= Exercise prompt =
In your copy, repeat each record exactly and include no pictures.

= Records provided =
= = = =

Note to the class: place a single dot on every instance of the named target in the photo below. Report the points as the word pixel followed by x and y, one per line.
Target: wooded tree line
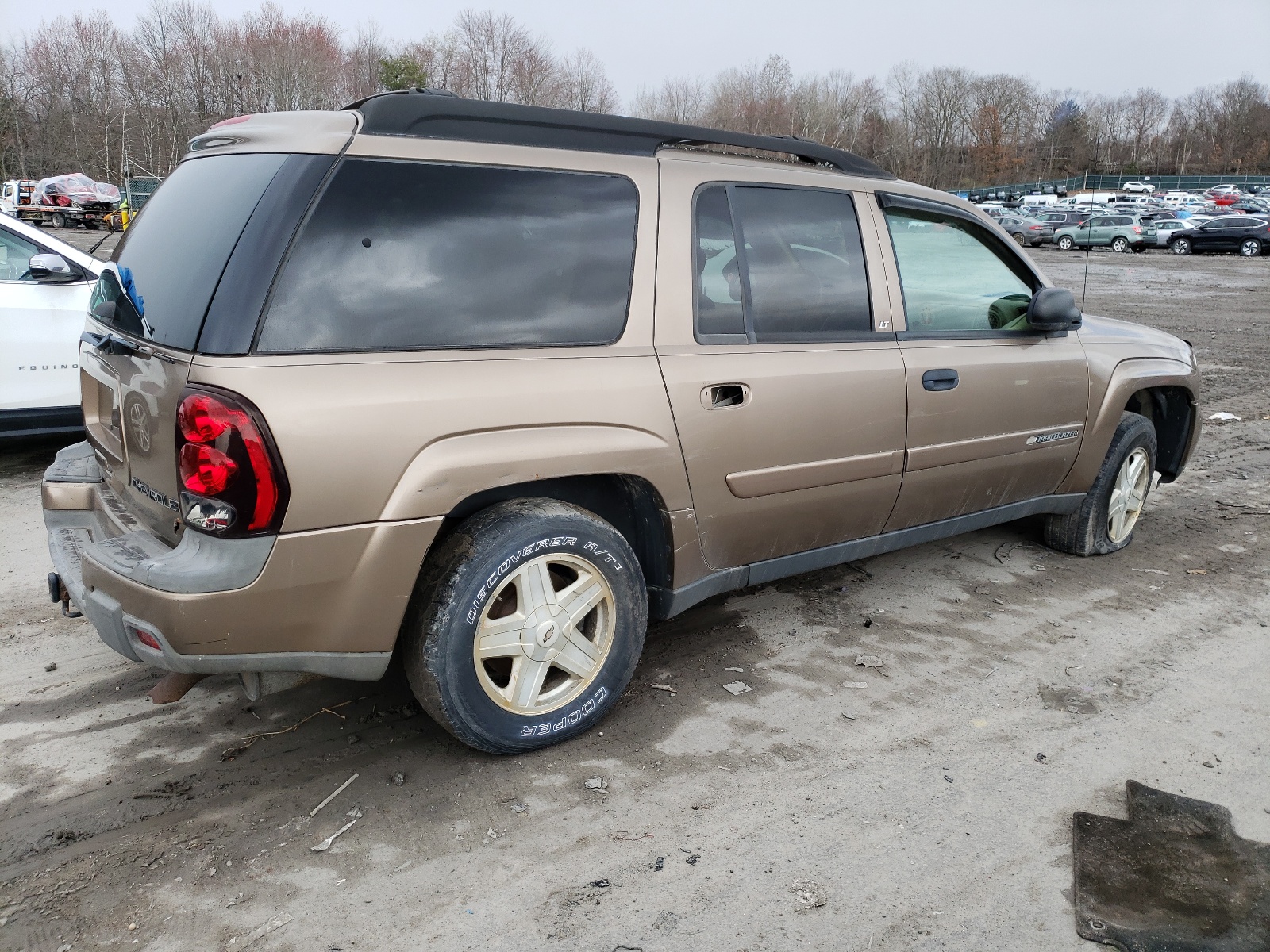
pixel 86 94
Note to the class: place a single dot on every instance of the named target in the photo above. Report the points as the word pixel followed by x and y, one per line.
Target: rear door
pixel 150 311
pixel 784 376
pixel 996 410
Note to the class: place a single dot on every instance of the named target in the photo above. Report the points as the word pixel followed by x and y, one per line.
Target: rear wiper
pixel 121 347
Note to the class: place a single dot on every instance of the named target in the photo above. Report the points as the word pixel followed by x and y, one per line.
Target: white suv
pixel 44 287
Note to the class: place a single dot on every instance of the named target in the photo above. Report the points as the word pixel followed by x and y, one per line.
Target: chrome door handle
pixel 718 397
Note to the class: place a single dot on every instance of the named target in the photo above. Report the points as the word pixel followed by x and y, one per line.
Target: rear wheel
pixel 525 626
pixel 1110 511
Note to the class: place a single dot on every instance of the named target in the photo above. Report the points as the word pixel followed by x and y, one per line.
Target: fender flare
pixel 455 467
pixel 1130 376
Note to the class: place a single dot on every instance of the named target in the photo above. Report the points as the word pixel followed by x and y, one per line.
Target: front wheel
pixel 1110 511
pixel 525 626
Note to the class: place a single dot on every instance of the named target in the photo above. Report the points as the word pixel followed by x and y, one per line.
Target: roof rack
pixel 441 114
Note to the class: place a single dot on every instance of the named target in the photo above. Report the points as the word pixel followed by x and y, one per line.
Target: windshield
pixel 175 253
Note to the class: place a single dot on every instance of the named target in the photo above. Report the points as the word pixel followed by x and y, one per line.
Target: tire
pixel 495 569
pixel 1094 528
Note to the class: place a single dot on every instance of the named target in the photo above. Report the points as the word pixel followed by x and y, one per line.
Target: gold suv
pixel 493 385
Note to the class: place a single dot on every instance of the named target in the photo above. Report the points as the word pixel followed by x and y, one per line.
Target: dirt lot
pixel 926 820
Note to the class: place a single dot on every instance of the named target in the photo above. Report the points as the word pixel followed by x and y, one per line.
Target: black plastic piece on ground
pixel 427 114
pixel 1174 877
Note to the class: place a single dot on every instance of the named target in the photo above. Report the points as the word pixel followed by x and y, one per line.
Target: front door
pixel 789 405
pixel 996 410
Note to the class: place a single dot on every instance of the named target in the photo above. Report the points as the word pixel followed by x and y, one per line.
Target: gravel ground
pixel 833 806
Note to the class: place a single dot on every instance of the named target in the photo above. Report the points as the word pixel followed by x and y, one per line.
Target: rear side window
pixel 799 277
pixel 404 255
pixel 178 247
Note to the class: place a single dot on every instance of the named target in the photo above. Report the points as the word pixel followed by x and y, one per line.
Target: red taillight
pixel 202 418
pixel 206 470
pixel 228 463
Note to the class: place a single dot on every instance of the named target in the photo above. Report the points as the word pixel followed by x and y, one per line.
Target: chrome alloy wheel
pixel 544 634
pixel 1128 494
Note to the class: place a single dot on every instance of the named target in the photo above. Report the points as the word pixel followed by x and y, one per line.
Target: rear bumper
pixel 328 602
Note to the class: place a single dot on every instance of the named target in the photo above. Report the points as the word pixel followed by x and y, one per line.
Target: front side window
pixel 956 274
pixel 800 276
pixel 16 257
pixel 408 255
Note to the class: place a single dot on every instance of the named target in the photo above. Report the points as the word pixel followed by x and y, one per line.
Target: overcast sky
pixel 1100 46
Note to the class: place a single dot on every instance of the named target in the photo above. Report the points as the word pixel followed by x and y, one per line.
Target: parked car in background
pixel 1026 232
pixel 44 287
pixel 1121 232
pixel 1060 220
pixel 1168 228
pixel 1245 234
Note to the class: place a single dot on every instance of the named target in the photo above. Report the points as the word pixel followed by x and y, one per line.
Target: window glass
pixel 718 276
pixel 177 248
pixel 806 264
pixel 956 274
pixel 419 255
pixel 16 257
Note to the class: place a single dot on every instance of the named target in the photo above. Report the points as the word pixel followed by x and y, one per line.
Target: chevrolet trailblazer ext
pixel 493 385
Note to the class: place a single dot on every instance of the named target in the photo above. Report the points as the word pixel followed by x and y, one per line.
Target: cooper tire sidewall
pixel 450 632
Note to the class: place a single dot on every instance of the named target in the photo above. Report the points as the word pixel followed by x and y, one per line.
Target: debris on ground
pixel 260 932
pixel 338 791
pixel 810 895
pixel 325 844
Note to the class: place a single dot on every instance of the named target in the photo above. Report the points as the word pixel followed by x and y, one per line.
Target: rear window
pixel 406 255
pixel 178 247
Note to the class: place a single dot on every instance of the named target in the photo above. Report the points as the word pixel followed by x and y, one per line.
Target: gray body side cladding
pixel 666 603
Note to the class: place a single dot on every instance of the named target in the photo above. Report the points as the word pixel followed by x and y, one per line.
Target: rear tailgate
pixel 130 416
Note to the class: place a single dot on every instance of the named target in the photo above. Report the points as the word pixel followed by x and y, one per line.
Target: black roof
pixel 432 114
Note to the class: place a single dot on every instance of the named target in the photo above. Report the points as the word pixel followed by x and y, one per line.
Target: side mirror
pixel 1052 310
pixel 52 270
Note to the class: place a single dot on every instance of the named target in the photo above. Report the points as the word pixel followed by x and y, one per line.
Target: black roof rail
pixel 441 114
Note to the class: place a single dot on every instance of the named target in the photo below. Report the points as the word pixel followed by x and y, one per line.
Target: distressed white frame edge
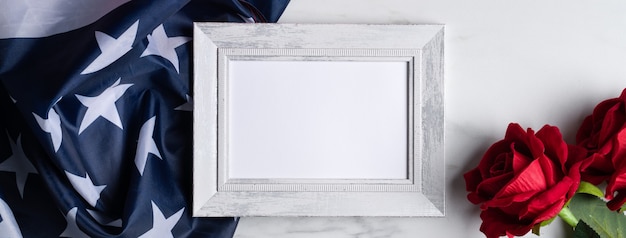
pixel 207 201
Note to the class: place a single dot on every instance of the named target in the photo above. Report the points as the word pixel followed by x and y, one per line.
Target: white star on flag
pixel 161 226
pixel 18 163
pixel 103 105
pixel 160 44
pixel 8 225
pixel 86 188
pixel 112 49
pixel 51 125
pixel 146 145
pixel 71 229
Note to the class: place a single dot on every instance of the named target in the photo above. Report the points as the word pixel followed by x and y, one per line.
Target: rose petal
pixel 541 207
pixel 497 223
pixel 555 147
pixel 531 179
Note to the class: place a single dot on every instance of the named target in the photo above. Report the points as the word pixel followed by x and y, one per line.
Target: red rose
pixel 603 134
pixel 523 180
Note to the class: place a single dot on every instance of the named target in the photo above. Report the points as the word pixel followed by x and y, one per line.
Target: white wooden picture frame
pixel 318 120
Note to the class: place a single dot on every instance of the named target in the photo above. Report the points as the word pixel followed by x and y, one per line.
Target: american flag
pixel 96 121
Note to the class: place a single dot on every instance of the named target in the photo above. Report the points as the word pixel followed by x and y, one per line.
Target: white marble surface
pixel 534 62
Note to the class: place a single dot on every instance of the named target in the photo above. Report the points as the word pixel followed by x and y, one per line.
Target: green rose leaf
pixel 583 230
pixel 593 211
pixel 588 188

= = = =

= Exercise output =
Note to the class: place a single dot on every instance of the named target in the photo below. Report the points as the word pixel followed by x and y, one per line.
Target: wooded tree line
pixel 86 94
Note to the class: place a single dot on every instance of the named target in the photo above. Report the points as the word pixel followed by x and y, one per line.
Target: rear door
pixel 150 311
pixel 784 376
pixel 996 410
Note to the class: place a single dot on every instance of the named target in the photo above. Report the points as the word pixel followed by x and y, one per line.
Target: rear wiper
pixel 121 347
Note to the class: place a single dot on every instance of the named target in the photo above. Report the points as the word pixel followed by x and y, one per line.
Target: white suv
pixel 44 287
Note to the class: place a single dot on every instance of the named target in the photo above. Report the points as the word pixel followed by x and y, one per line.
Target: chrome door handle
pixel 718 397
Note to the class: place a single dot on every instance of the named target in the photo above. Report the points as the word pixel followed by x and y, one per line.
Target: rear wheel
pixel 525 626
pixel 1110 511
Note to the class: place a single dot on every instance of the named target in the photo above. Report the points as the word pixel followed by x and y, one per line.
Target: fender flare
pixel 455 467
pixel 1130 376
Note to the class: place a single dot on every instance of the named target in the photo above. Report the points as the word pixel followed by x and y, one per line.
Target: front wheel
pixel 1110 511
pixel 525 626
Note to the class: place a single dot on every instance of the named target in the photo above. Report the points as the word pixel followed by x and y, one per line.
Target: roof rack
pixel 441 114
Note to the class: place a single dot on every instance of the named target in the photo above. Report the points as the word pixel followed by x and y, one per line.
Target: windshield
pixel 175 253
Note to the class: place a single dot on every instance of the named target in the photo above. Report the points as the word pixel followed by x and y, one per line.
Target: tire
pixel 495 569
pixel 1094 528
Note to the class: place a single dot on every instance of the named target in the photo above. Report the points as the word pixel followed by x and y, one per line.
Target: gold suv
pixel 493 385
Note to the class: place a single dot on every instance of the named target in the photo above. Report the points as the word pixel followed by x and y, one per line.
Target: dirt lot
pixel 926 820
Note to the class: place a single dot on every instance of the named target in the photo above. Report the points as the word pixel followed by x and y, one per line.
Target: black plastic piece on ground
pixel 427 114
pixel 1174 877
Note to the class: place a single dot on every instance of the named target in the photo above. Report the points as the word pixel followed by x and y, one per line.
Target: front door
pixel 789 405
pixel 996 410
Note to the class: place a single dot on every instance of the named target in the photo above. Report the points as the word pixel followed by x and y, one per line.
Target: gravel ground
pixel 833 806
Note to the class: place a single dot on every instance of the named target in the photo above. Report the points as the word pixel followed by x and y, one per line.
Target: rear side window
pixel 799 277
pixel 404 255
pixel 178 247
Note to the class: place a single dot on every instance of the named target in the photo above. Report the points as the word pixel followed by x and y, one per line.
Target: red taillight
pixel 202 418
pixel 206 470
pixel 228 463
Note to the class: place a single dot on every instance of the named target in the photo above. Report the points as the word pixel followed by x and y, one per line.
Target: chrome alloy wheel
pixel 544 634
pixel 1128 494
Note to the class: place a single dot on every instance of the named target in the photo above. Report the points as the word pixel followed by x and y, one per line.
Target: rear bumper
pixel 328 602
Note to the class: place a single dot on every instance of the named target in the photo above. Report the points as the word pixel followed by x and y, one per line.
Target: front side window
pixel 956 274
pixel 800 276
pixel 16 257
pixel 408 255
Note to the class: place a single dot on every instance of the named target in the photo above. Report the points as the word pixel followed by x and y, one per line.
Target: overcast sky
pixel 1100 46
Note to the class: place a single dot on every instance of the named target in the photo above. Report the points as the word pixel followed by x and y, one per line.
Target: parked car in background
pixel 1026 232
pixel 44 287
pixel 1121 232
pixel 1060 220
pixel 1168 228
pixel 1245 234
Note to the class: place a single dot on every instance of the named target in the photo above. Report the points as the word pixel followed by x and y, one per line.
Target: window glass
pixel 718 276
pixel 177 248
pixel 806 264
pixel 956 274
pixel 419 255
pixel 16 257
Note to the class: place a single dot on every instance of the named target in the photo above. Report the points as the word pixel followed by x and y, one per line.
Target: chevrolet trailblazer ext
pixel 493 385
Note to the class: place a single dot on every instance of the named target in the photo above. Report the points as the word pixel followed by x and y, one per line.
Target: cooper tire sidewall
pixel 450 632
Note to the class: place a single dot on every instance of the named target in the photo above. Report the points as the word pixel followed by x and y, one per line.
Target: debris on ground
pixel 260 932
pixel 338 791
pixel 810 895
pixel 325 844
Note to the class: place a single dot on every instance of the named target in the photo above. Report the points as the word pixel followed by x and y, one per line.
Target: rear window
pixel 406 255
pixel 178 247
Note to the class: place a single dot on every instance of the named target in the photo above. Report the points as the word pixel followed by x and y, one per line.
Target: gray body side cladding
pixel 666 603
Note to the class: place a single dot on every instance of the named target in the photo above. Report the points as the word pixel followed by x and y, one per line.
Target: rear tailgate
pixel 130 416
Note to the class: place a single dot on every instance of the named target in the photo above. Report the points as the word pixel followed by x and y, one per line.
Target: black roof
pixel 432 114
Note to the class: place a single dot on every instance of the named target in the photo above. Report the points as the word pixel followed by x and y, one per line.
Target: side mirror
pixel 1052 310
pixel 52 270
Note to the class: place a single dot on every instance of the named target in the photo above. Report the points as the word pixel followed by x and y, one per line.
Target: black roof rail
pixel 441 114
Note to the class: place a single dot on every instance of the named target in the photo below. Report the points as the word pixel followed by x and y, one per line.
Target: distressed white frame edge
pixel 207 201
Note to the class: place a single dot on every instance of the named target in the photo above. Report the points as the word pixel followed by x and y, one per line.
Target: white star on flag
pixel 161 226
pixel 18 163
pixel 103 105
pixel 160 44
pixel 8 225
pixel 86 188
pixel 112 49
pixel 51 125
pixel 146 145
pixel 71 229
Note to the class: place a single dot on every instance of the named target in the photo above. Report the points as the word pixel followed by x and y, one per line.
Target: rose petal
pixel 541 207
pixel 497 223
pixel 555 147
pixel 531 179
Note to the class: place a single dot on every instance of the named target in the photo above. Report the points as the word pixel followed by x and y, one per line.
Target: red rose
pixel 603 134
pixel 523 180
Note to the class: place a single dot on every instance of the named target in the photo above. Report the points as the word pixel followed by x and y, one per line.
Target: white wooden picture frame
pixel 318 120
Note to the class: place a single dot on every instance of the named target in the photo above. Report the points as the word pixel followed by x and y, one per line.
Target: american flag
pixel 96 121
Note to the class: place a single dot on every instance of the named target in the photo above. Report the points as the word pixel followed by x and y, one per line.
Target: white marble surface
pixel 534 62
Note to the class: place a single dot on every instance of the named target in the photo above. Report the points as the word pixel followed by x and y, one per line.
Target: green rose leaf
pixel 583 230
pixel 593 211
pixel 588 188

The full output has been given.